## ZITIERTER TEXTAUSZUG

========

Großbaustelle lässt Dorfbewohner verzweifeln

Seit Beginn der Straßenbauarbeiten in Caminau herrscht an der Warthaer Straße in Commerau Hochbetrieb – und dicke Luft. Dorfbewohner beklagen, dass das Durchfahrtverbot für Lkw sowie Tempo 30 immer wieder ignoriert werden. Foto: RK

Königswartha. Anwohner der Warthaer Straße im Ortsteil Commerau sind in Sorge. Nachdem Anfang Juli die B 96 in Caminau aufgrund von Bauarbeiten vollgesperrt wurde, rollt ein beträchtlicher Teil des Verkehrs an ihren Häusern vorbei – und das, obwohl die schmale Ortsverbindung nach Wartha nicht als Umleitungsstrecke ausgewiesen wurde. Offiziell führt diese über die Bundesstraße B 156 und die Staatsstraße S 108. Allerdings wollen den längeren Weg zahlreiche Autofahrer offenbar nicht in Kauf nehmen.

========

## VORLIEGENDE EINTRÄGE

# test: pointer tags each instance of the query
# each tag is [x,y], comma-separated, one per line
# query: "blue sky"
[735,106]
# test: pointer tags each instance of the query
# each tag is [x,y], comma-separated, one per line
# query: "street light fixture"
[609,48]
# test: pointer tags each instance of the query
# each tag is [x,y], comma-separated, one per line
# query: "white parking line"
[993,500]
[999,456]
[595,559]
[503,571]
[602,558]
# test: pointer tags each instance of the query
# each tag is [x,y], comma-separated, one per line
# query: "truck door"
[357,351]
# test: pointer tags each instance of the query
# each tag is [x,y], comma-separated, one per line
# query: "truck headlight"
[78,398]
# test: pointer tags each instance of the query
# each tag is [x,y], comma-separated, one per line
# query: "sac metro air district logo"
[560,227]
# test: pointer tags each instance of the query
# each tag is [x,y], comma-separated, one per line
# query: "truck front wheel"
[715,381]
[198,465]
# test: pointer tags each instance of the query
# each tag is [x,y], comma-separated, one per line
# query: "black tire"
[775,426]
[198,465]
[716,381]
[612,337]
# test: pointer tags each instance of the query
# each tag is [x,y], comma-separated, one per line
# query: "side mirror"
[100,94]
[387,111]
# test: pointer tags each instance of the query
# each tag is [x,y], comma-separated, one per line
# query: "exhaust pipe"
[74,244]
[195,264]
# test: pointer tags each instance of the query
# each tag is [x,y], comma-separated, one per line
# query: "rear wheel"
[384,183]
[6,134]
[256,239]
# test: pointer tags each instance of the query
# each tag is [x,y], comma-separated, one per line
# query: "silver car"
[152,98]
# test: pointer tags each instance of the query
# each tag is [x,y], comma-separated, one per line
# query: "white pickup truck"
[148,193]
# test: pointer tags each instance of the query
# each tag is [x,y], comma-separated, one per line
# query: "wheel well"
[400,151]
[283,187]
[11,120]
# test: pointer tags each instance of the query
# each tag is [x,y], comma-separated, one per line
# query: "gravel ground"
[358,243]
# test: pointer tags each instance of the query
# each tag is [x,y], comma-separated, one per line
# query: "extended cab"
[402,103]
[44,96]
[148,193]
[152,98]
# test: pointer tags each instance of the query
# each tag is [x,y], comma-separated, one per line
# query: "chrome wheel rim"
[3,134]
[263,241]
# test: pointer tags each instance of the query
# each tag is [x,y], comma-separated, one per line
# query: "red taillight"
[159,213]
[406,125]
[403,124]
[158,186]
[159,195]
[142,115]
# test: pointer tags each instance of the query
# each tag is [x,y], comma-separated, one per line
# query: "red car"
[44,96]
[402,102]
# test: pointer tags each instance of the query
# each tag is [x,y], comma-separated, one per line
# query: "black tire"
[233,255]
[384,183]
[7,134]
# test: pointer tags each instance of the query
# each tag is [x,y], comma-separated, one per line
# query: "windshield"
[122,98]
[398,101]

========

## AUFGABE 1
Über welche Straßen führt laut dem Textauszug zur Baustelle in Caminau die offizielle Umleitung?
## AUFGABE 2
Such alle Zeilen der Liste heraus, in denen die Zeichenfolge „truck“ vorkommt, und gib sie wieder. Groß- und Kleinschreibung ist dabei zu beachten.
Textauszug und Liste stammen aus unterschiedlichen Quellen.

## SCHRIFTLICHE ANTWORT 1
Über die Bundesstraße B 156 und die Staatsstraße S 108.

## SCHRIFTLICHE ANTWORT 2
# query: "truck door"
# query: "truck headlight"
# query: "truck front wheel"
# query: "white pickup truck"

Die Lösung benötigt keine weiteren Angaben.